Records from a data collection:
+--
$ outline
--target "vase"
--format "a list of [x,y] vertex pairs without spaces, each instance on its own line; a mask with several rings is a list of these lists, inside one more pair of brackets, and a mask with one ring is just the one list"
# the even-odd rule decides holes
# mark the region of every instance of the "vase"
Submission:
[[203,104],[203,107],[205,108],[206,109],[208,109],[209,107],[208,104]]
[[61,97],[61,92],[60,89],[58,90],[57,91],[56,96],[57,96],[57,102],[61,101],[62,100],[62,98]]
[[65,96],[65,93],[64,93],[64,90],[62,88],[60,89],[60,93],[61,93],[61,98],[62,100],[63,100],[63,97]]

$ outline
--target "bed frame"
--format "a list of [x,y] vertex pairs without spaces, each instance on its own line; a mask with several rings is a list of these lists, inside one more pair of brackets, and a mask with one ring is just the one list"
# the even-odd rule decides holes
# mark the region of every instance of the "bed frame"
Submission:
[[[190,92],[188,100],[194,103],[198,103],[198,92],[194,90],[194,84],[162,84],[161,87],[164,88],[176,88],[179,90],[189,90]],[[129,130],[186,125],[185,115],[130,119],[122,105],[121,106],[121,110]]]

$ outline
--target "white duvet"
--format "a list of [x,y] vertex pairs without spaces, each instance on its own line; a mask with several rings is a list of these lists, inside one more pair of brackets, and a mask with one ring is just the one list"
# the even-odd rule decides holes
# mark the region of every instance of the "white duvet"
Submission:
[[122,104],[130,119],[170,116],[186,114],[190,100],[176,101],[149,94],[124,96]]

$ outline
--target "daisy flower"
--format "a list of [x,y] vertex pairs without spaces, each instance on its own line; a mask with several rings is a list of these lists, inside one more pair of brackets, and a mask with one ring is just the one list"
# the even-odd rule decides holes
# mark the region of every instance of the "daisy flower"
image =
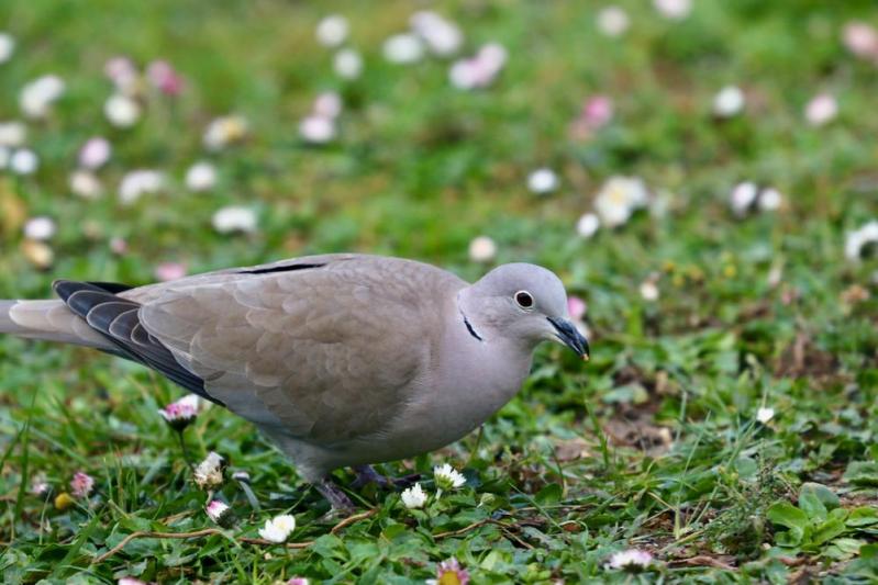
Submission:
[[296,518],[290,514],[275,516],[265,521],[265,526],[259,529],[259,536],[269,542],[286,542],[292,531],[296,530]]

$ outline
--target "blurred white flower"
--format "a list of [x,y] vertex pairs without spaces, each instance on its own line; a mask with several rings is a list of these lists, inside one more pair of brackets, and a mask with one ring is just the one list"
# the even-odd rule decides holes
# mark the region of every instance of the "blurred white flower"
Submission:
[[21,244],[21,251],[29,262],[41,270],[49,268],[55,261],[55,252],[44,241],[25,239]]
[[464,33],[457,24],[435,12],[429,10],[415,12],[410,23],[427,48],[441,57],[453,55],[464,44]]
[[400,498],[402,498],[402,504],[409,508],[423,508],[424,504],[426,504],[426,493],[421,487],[420,483],[415,483],[411,487],[407,487],[400,494]]
[[497,256],[497,244],[488,236],[479,236],[469,243],[469,259],[474,262],[490,262]]
[[692,11],[692,0],[653,0],[653,5],[670,20],[682,20]]
[[70,191],[82,199],[97,199],[103,193],[103,185],[90,170],[75,170],[70,173]]
[[89,138],[79,149],[79,166],[85,169],[99,169],[110,160],[112,147],[107,138]]
[[871,221],[854,232],[847,233],[844,255],[852,262],[859,261],[867,247],[878,247],[878,221]]
[[52,217],[41,215],[38,217],[32,217],[27,220],[27,222],[24,224],[24,237],[45,241],[47,239],[52,239],[52,236],[55,235],[57,229],[58,227],[55,225],[55,222],[52,220]]
[[[186,275],[186,269],[184,274]],[[176,279],[167,279],[176,280]],[[188,427],[198,416],[199,398],[197,394],[187,394],[182,398],[166,405],[164,408],[158,409],[158,414],[165,419],[174,430],[180,431]]]
[[580,237],[588,239],[598,233],[600,226],[601,221],[597,214],[585,213],[579,221],[576,222],[576,233],[579,234]]
[[208,453],[208,457],[196,466],[193,479],[201,490],[214,490],[223,484],[223,472],[225,471],[225,458],[215,451]]
[[655,277],[649,277],[648,279],[643,281],[641,283],[640,291],[641,291],[641,297],[643,297],[644,301],[648,301],[651,303],[658,301],[659,291],[658,291],[658,284],[656,284]]
[[416,63],[424,56],[424,45],[411,33],[394,34],[385,41],[384,54],[390,63]]
[[342,79],[356,79],[363,72],[363,57],[353,48],[343,48],[335,54],[332,66]]
[[769,420],[775,418],[775,409],[774,408],[766,408],[763,406],[758,410],[756,410],[756,420],[762,423],[763,425],[767,425]]
[[497,43],[489,43],[474,57],[455,61],[448,70],[448,79],[457,89],[485,88],[493,82],[505,63],[505,48]]
[[759,192],[759,209],[763,211],[776,211],[783,204],[783,195],[774,187],[767,187]]
[[570,315],[571,319],[582,320],[587,310],[588,305],[586,305],[586,302],[580,297],[574,295],[567,297],[567,313]]
[[247,136],[247,121],[237,115],[214,119],[204,131],[203,143],[208,150],[220,150],[240,143]]
[[338,117],[342,114],[342,98],[334,91],[324,91],[314,100],[313,113],[323,117]]
[[309,115],[299,123],[299,135],[311,144],[325,144],[335,138],[335,122],[322,115]]
[[234,524],[235,517],[234,514],[232,514],[232,508],[219,499],[211,500],[211,503],[204,507],[204,511],[208,518],[223,528],[231,528]]
[[296,530],[296,518],[290,514],[275,516],[265,521],[265,527],[259,529],[259,536],[269,542],[286,542]]
[[318,42],[324,47],[337,47],[347,40],[349,29],[346,18],[341,14],[330,14],[318,23]]
[[146,67],[146,78],[165,95],[179,95],[185,86],[182,76],[173,65],[162,59],[154,60]]
[[74,497],[88,497],[95,488],[95,477],[88,473],[77,471],[70,480],[70,493]]
[[643,571],[653,564],[653,555],[646,551],[629,549],[614,552],[607,563],[607,569],[615,571]]
[[804,109],[804,119],[812,126],[822,126],[838,115],[838,103],[829,93],[814,95]]
[[878,31],[862,21],[845,24],[842,42],[854,56],[878,63]]
[[113,126],[130,128],[141,119],[141,104],[122,93],[115,93],[103,104],[103,114]]
[[622,8],[612,5],[598,12],[598,30],[607,36],[619,36],[627,31],[631,20]]
[[9,157],[9,168],[15,175],[33,175],[40,167],[40,157],[29,148],[19,148]]
[[448,463],[444,463],[433,468],[433,481],[436,482],[436,497],[440,497],[442,492],[456,490],[464,485],[466,477]]
[[24,86],[19,94],[19,105],[26,117],[45,117],[52,104],[64,94],[64,81],[55,75],[46,75]]
[[220,234],[256,232],[256,212],[238,205],[222,207],[213,214],[213,229]]
[[720,117],[732,117],[744,110],[744,92],[737,86],[726,86],[713,98],[713,113]]
[[119,184],[119,199],[129,205],[141,195],[157,193],[165,188],[165,176],[157,170],[138,169],[127,172]]
[[745,181],[737,183],[729,198],[729,204],[735,215],[745,215],[756,203],[756,198],[759,194],[759,188],[756,183]]
[[0,33],[0,63],[5,63],[15,53],[15,40],[9,33]]
[[27,126],[21,122],[0,122],[0,146],[16,147],[27,139]]
[[104,64],[103,72],[120,93],[135,95],[140,91],[141,75],[130,58],[113,57]]
[[635,211],[649,202],[644,182],[636,177],[611,177],[594,198],[594,211],[601,223],[618,227],[626,223]]
[[181,262],[162,262],[155,267],[153,274],[162,282],[170,282],[186,275],[186,265]]
[[558,176],[548,168],[536,169],[527,176],[527,189],[538,195],[551,193],[558,188]]
[[216,185],[216,168],[207,161],[196,162],[186,171],[186,187],[190,191],[210,191]]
+--
### Short problem
Transcribe the full listing above exactly as it stands, minus the pictures.

### Result below
$ outline
--target "vase"
--format "a list of [x,y] vertex pairs without spaces, each instance on its own line; a mask with several rings is a list of these lists, inside one more pair of brackets, and a mask with one ring is just the one list"
# the even-odd rule decides holes
# mark the region of every instance of the "vase"
Submission:
[[203,104],[203,107],[205,108],[206,109],[208,109],[209,107],[208,104]]
[[61,97],[61,92],[60,89],[58,90],[57,91],[56,96],[57,96],[57,102],[61,101],[62,100],[62,98]]
[[65,96],[65,93],[64,93],[64,90],[62,88],[60,89],[60,93],[61,93],[61,98],[62,100],[63,100],[63,97]]

$ outline
--target "bed frame"
--format "a list of [x,y] vertex pairs without spaces, each instance on its own line; a mask with several rings is a list of these lists, inside one more pair of brackets, and a mask with one ring is just the one list"
# the even-odd rule decides holes
# mark the region of every instance of the "bed frame"
Submission:
[[[190,92],[188,100],[194,103],[198,103],[198,92],[194,90],[194,84],[162,84],[161,87],[164,88],[176,88],[179,90],[189,90]],[[129,130],[186,125],[185,115],[130,119],[122,105],[121,106],[121,110]]]

$ outline
--target "white duvet"
--format "a list of [x,y] vertex pairs without spaces, each instance on its own line; a mask with several rings is a list of these lists, inside one more pair of brackets, and a mask with one ring is just the one list"
# the even-odd rule decides holes
# mark the region of every instance of the "white duvet"
Submission:
[[122,104],[130,119],[170,116],[186,114],[190,100],[176,101],[149,94],[124,96]]

$ outline
--target "daisy flower"
--format "a list of [x,y] vertex pairs without spaces, each instance on its own line; a mask with several rings is a list of these lists, inside one more pair of brackets, and a mask with one ring is just the one list"
# the even-odd rule decides holes
# mark the region of every instance of the "daisy flower"
image =
Submission:
[[296,518],[290,514],[275,516],[265,521],[265,526],[259,529],[259,536],[269,542],[286,542],[292,531],[296,530]]

$ outline
--target "blurred white flower"
--format "a list of [x,y] vertex pairs without spaces, each instance on its own line; a mask with several rings is a list of these lists, inside one more pair of brackets, and a mask with one ring is just the one list"
# the even-odd rule decides holes
# mark the region of every instance of the "blurred white flower"
Submission:
[[21,244],[21,251],[29,262],[41,270],[49,268],[55,261],[55,252],[44,241],[25,239]]
[[464,33],[457,24],[435,12],[429,10],[415,12],[410,23],[427,48],[441,57],[453,55],[464,44]]
[[400,498],[402,498],[402,504],[409,508],[423,508],[424,504],[426,504],[426,493],[421,487],[420,483],[415,483],[411,487],[407,487],[400,494]]
[[497,256],[497,244],[488,236],[479,236],[469,243],[469,259],[474,262],[490,262]]
[[692,11],[692,0],[653,0],[653,5],[670,20],[682,20]]
[[70,191],[82,199],[97,199],[103,193],[103,185],[90,170],[75,170],[70,173]]
[[89,138],[79,149],[79,166],[85,169],[99,169],[110,160],[112,147],[107,138]]
[[871,221],[854,232],[847,233],[844,255],[852,262],[859,261],[867,247],[878,247],[878,221]]
[[52,217],[41,215],[38,217],[32,217],[27,220],[27,222],[24,224],[24,237],[45,241],[47,239],[52,239],[52,236],[55,235],[57,229],[58,227],[55,225],[55,222],[52,220]]
[[[186,275],[186,269],[184,274]],[[176,279],[167,279],[176,280]],[[188,427],[198,416],[199,398],[197,394],[187,394],[182,398],[166,405],[164,408],[158,409],[158,414],[165,419],[174,430],[180,431]]]
[[580,237],[588,239],[598,233],[600,226],[601,221],[597,214],[585,213],[579,221],[576,222],[576,233],[579,234]]
[[208,453],[208,457],[196,466],[193,479],[201,490],[214,490],[223,484],[223,472],[225,471],[225,458],[215,451]]
[[655,277],[649,277],[648,279],[643,281],[641,283],[640,291],[641,291],[641,297],[643,297],[644,301],[648,301],[651,303],[658,301],[659,291],[658,291],[658,284],[656,284]]
[[416,63],[424,56],[424,45],[411,33],[394,34],[385,41],[384,54],[390,63]]
[[342,79],[356,79],[363,72],[363,57],[353,48],[343,48],[335,54],[332,66]]
[[769,420],[775,418],[775,409],[774,408],[766,408],[763,406],[758,410],[756,410],[756,420],[762,423],[763,425],[767,425]]
[[497,43],[489,43],[474,57],[455,61],[448,70],[448,79],[457,89],[485,88],[493,82],[505,63],[505,48]]
[[759,192],[759,209],[763,211],[776,211],[783,204],[783,195],[774,187],[767,187]]
[[570,315],[571,319],[582,320],[587,310],[588,305],[586,305],[586,302],[580,297],[574,295],[567,297],[567,313]]
[[247,136],[247,121],[237,115],[214,119],[204,131],[203,143],[208,150],[220,150],[240,143]]
[[338,117],[342,114],[342,98],[334,91],[324,91],[314,100],[313,113],[323,117]]
[[309,115],[299,123],[299,135],[311,144],[325,144],[335,138],[335,122],[322,115]]
[[234,524],[235,517],[234,514],[232,514],[232,508],[219,499],[211,500],[211,503],[204,507],[204,511],[208,518],[223,528],[231,528]]
[[296,530],[296,518],[290,514],[275,516],[265,521],[265,527],[259,529],[259,536],[269,542],[286,542]]
[[318,42],[324,47],[337,47],[347,40],[349,29],[346,18],[341,14],[330,14],[318,23]]
[[146,67],[146,78],[165,95],[179,95],[185,86],[182,76],[173,65],[162,59],[154,60]]
[[74,497],[88,497],[95,488],[95,477],[88,473],[77,471],[70,480],[70,493]]
[[643,571],[653,564],[653,555],[646,551],[629,549],[614,552],[607,563],[607,569],[615,571]]
[[804,109],[804,119],[812,126],[822,126],[838,115],[838,103],[829,93],[814,95]]
[[878,31],[862,21],[845,24],[842,42],[854,56],[878,63]]
[[113,126],[130,128],[141,119],[141,104],[122,93],[115,93],[103,104],[103,114]]
[[622,8],[612,5],[598,12],[598,30],[607,36],[619,36],[627,31],[631,20]]
[[9,157],[9,168],[15,175],[33,175],[40,167],[40,157],[29,148],[19,148]]
[[448,463],[444,463],[433,468],[433,481],[436,482],[436,497],[440,497],[442,492],[456,490],[464,485],[466,477]]
[[24,86],[19,94],[19,105],[26,117],[45,117],[52,104],[64,94],[64,81],[55,75],[46,75]]
[[220,234],[256,232],[256,212],[238,205],[222,207],[213,214],[213,229]]
[[720,117],[732,117],[744,110],[744,92],[737,86],[726,86],[713,98],[713,113]]
[[119,184],[119,199],[129,205],[141,195],[157,193],[165,188],[165,176],[157,170],[138,169],[127,172]]
[[745,181],[737,183],[729,198],[729,204],[735,215],[745,215],[756,203],[756,198],[759,194],[759,188],[756,183]]
[[0,33],[0,63],[5,63],[15,53],[15,40],[9,33]]
[[27,126],[21,122],[0,122],[0,146],[16,147],[27,139]]
[[104,64],[103,72],[120,93],[135,95],[140,91],[141,75],[130,58],[113,57]]
[[635,211],[649,202],[644,182],[636,177],[611,177],[594,198],[594,211],[601,223],[618,227],[626,223]]
[[181,262],[162,262],[155,267],[153,274],[162,282],[170,282],[186,275],[186,265]]
[[558,176],[548,168],[536,169],[527,176],[527,189],[538,195],[551,193],[558,188]]
[[216,185],[216,168],[207,161],[196,162],[186,171],[186,187],[190,191],[210,191]]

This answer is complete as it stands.